● REQUIRED WORK
Line by line, copy the entries exactly, excluding the pictures.

(Region pointing data)
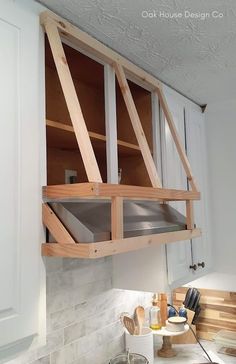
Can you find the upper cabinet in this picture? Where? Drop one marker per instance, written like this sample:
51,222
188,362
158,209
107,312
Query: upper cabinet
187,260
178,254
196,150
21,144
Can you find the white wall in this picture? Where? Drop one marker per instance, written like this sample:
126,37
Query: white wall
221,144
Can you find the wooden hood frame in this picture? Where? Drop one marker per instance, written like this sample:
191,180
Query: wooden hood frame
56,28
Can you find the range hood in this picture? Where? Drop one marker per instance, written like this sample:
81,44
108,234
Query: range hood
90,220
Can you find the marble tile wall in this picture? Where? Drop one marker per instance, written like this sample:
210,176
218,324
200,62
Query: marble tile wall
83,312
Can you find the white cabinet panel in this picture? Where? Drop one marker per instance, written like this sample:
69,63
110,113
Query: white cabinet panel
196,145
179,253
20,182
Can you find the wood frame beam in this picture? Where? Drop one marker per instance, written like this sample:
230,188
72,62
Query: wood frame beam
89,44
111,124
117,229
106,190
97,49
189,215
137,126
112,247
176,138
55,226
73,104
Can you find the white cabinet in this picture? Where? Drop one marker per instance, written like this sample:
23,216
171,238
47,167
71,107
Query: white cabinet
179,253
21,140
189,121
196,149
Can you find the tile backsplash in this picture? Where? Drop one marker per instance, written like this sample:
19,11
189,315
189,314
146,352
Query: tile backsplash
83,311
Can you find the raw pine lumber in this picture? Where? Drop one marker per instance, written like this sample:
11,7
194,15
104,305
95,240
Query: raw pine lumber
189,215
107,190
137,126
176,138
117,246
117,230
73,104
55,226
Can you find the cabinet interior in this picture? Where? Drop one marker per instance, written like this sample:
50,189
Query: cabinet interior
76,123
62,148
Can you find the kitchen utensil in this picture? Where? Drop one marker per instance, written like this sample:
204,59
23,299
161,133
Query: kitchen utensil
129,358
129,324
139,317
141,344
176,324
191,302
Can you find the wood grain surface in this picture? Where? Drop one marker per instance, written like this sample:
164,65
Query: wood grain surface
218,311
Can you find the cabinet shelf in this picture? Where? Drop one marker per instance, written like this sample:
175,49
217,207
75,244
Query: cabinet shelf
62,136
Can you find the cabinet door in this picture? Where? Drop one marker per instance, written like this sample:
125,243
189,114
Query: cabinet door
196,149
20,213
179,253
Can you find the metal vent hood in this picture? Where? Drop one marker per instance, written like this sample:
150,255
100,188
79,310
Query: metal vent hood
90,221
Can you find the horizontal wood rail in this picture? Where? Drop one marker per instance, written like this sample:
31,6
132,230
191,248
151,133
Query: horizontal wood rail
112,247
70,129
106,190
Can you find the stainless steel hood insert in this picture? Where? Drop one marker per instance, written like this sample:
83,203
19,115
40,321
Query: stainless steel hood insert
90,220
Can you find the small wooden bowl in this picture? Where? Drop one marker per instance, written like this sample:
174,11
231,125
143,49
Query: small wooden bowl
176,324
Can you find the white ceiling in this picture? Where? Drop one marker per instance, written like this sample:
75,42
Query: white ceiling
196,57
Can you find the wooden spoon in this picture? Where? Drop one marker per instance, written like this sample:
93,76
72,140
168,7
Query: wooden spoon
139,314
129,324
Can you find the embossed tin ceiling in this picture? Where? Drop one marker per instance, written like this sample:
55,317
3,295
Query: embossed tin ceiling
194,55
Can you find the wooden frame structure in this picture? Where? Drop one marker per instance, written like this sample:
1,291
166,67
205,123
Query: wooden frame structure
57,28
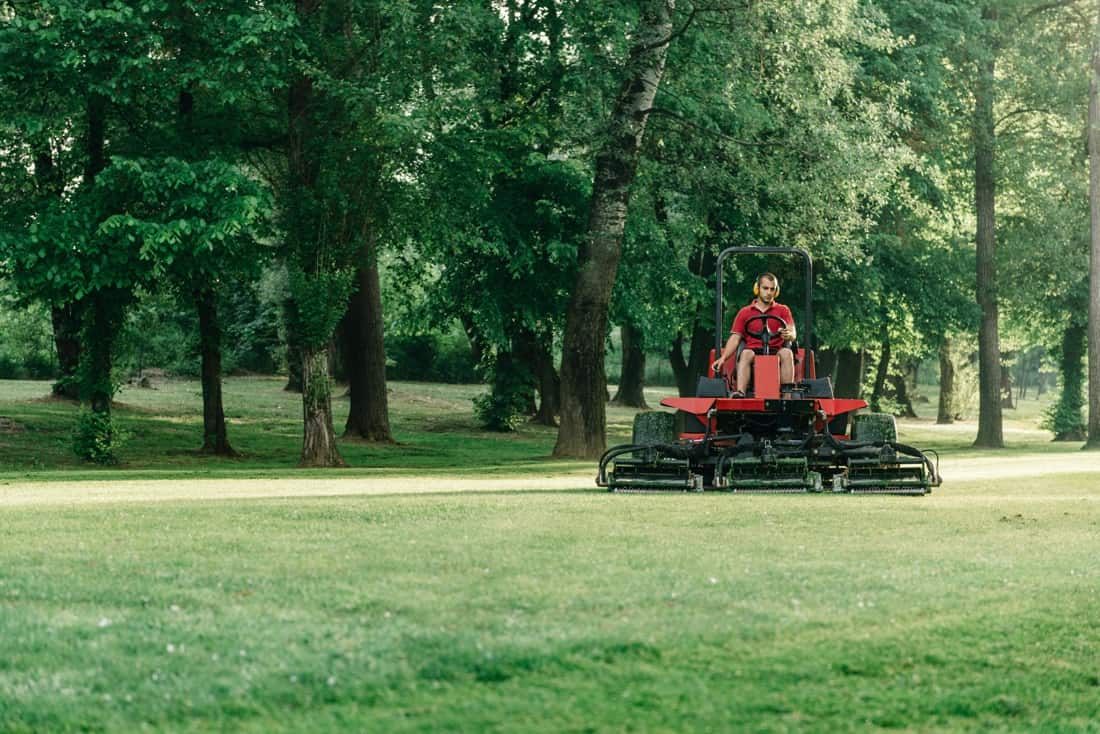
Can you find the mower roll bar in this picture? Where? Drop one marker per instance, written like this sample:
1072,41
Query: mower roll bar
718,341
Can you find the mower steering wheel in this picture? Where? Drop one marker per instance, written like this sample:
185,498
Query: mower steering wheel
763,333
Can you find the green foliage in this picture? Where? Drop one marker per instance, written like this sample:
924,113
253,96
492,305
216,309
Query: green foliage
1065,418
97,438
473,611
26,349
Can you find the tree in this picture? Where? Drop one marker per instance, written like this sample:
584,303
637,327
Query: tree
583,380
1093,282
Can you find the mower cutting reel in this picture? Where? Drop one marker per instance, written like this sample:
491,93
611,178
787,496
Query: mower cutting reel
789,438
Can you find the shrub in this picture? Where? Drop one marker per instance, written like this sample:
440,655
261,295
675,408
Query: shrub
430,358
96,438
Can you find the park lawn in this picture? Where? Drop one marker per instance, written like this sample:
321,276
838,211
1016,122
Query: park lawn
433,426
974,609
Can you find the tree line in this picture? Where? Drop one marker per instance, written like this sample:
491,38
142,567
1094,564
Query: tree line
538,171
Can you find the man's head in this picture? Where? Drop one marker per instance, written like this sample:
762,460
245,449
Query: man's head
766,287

● EXERCISE ANSWER
Can you find the upper cabinet in this picture? Where? Drop one marker per instance, written like this sample:
51,222
188,362
158,209
107,312
Query: upper cabinet
187,260
178,254
196,150
21,144
Can you find the white wall in this picture? Where? Drop one marker per instance, written like this sample:
126,37
Query: white wall
221,144
Can you find the wooden hood frame in this picture? Where? Drop one marker per instance, written like this sample:
191,180
Query: wooden hood frame
56,28
Can you find the range hood in this picture? Where? Drop one marker per instance, written like this sample:
81,44
108,234
Query: range hood
90,220
Can you find the marble tile wall in this picture? Where? Drop one marker per instance, written like this sample:
210,176
218,324
200,62
Query: marble tile wall
83,312
Can you find the white cabinet panel in this picture? Where? Drop one marker per instance, written like this sample:
69,63
110,113
Query: white cabinet panel
196,145
179,253
20,182
Can you find the wood frame beam in this picture? Where? Drop one marker per instance, written like this sample:
230,188
72,62
Query: wood frame beam
89,44
111,124
117,229
106,190
97,49
189,215
137,126
112,247
176,138
55,226
73,104
Can you find the white cabinet in this picture? Where? Drop one marker per instance, written like this sample:
23,216
171,238
47,167
71,107
Query: white cabinet
179,253
21,140
189,121
196,149
Can you find the tile backsplash in this picture? Where? Drop one marker per instance, written like this sample:
19,11
189,315
189,314
146,352
Query: tile backsplash
83,311
Can you find the raw pine lumber in this picture? Where? Drop one marker per instance, written like this sample:
11,7
194,15
104,305
95,240
Query: raw pine lumber
189,215
107,190
137,126
176,138
117,246
117,230
73,104
55,226
Can you find the cabinet interior in this picture? Where? Drop one marker per instance, written like this sample:
50,189
Query: cabinet interior
76,123
62,148
Can you find the kitchen utensil in this picture? Where? Drop one marker per instance, written like this sample:
204,59
23,299
161,133
Query: kitchen utensil
129,358
129,324
139,317
141,344
176,324
191,302
Can you find the wood grain surface in this picture? Where? Drop one marker per instance, written like this sample:
164,65
Query: wood grain surface
218,311
Can you find the cabinet shelf in this picture? Where? Drop one marker per instance, written like this sample:
175,49
217,207
75,244
Query: cabinet shelf
62,136
Can you find the cabinet door in this picture? Where? Drop one marker per instance, written like this sample:
125,243
189,114
Query: cabinet door
196,149
20,213
179,253
Can you find the metal vent hood in this picture? Where? Drop one marker per instance, written like this sample:
150,255
100,188
79,310
Query: metal vent hood
90,221
Can you find the horizontal wood rail in this picture? Where? Drop one marker per instance, written like this sample:
31,6
132,230
191,248
151,133
Query: horizontal wood rail
112,247
70,129
106,190
Can you find the stainless steel hood insert in this picture? Where? Drop one marker per instance, written like this sample:
83,203
19,115
40,321
Query: stainless steel hood insert
90,220
Can you find the small wooden bowl in this picture? Where? Drop one marker per instance, written like this sample:
174,11
231,125
143,49
Query: small wooden bowl
176,324
Can you find the white ceiling in this picture? Where? Drop one marker per instance, written like this sample:
75,42
Query: white ceiling
196,57
Can you find the wooden spoon in this picture? Where? Drop one marker per instance, written like this sample:
93,76
72,140
168,7
Query: wooden spoon
139,314
129,324
Can you find the embossed tin ceiling in this picture? Where? Drop one marker per instance, written like this sample:
55,317
3,295
Query: embossed tin ceiling
194,55
Can you find the wooden frame structure in this picture? Where? Drop one marker per instance, written like this sample:
1,291
166,67
205,123
Query: wooden frame structure
57,28
Can you find the mower roll bar in this picture? Where? Drop one marker per instance, written like this sample:
1072,41
Query: mower roll bar
718,341
Can you find the mower steering wheel in this picture? Where? Drop one marker per instance, written like this sample:
185,498
Query: mower steering wheel
763,333
Can you find the green foliage in this picture? Where? Drop one marker per instance, written like this sample:
924,113
253,96
492,305
216,309
Query: green foliage
1065,418
97,438
473,611
26,349
Can you find the tree in this picture? Where? Drop one marker per instance, written like this sample:
584,303
637,327
Query: tree
583,380
1093,282
Can you find the mower cutting reel in this picture? Where? Drop one marker per instance, written like this sample:
491,93
611,178
787,496
Query: mower cutting reel
789,438
Can you find the shrub in this picture? Where? Drop one marker per instance, written like this sample:
440,655
261,295
675,408
Query: shrub
430,358
96,438
Can you find the park lawn in this picture? Where? Drop one marker per instance, written like this sample:
321,276
838,211
1016,122
Query: park lawn
433,426
974,609
Can you find the tree line in this picture? Where? Drop one marker per instance, written like this sample:
491,38
142,567
1094,564
Query: tree line
538,171
Can you find the man's head in this picture? Where? Drop one marker per instance, written like this sample:
762,460
245,449
Query: man's head
766,287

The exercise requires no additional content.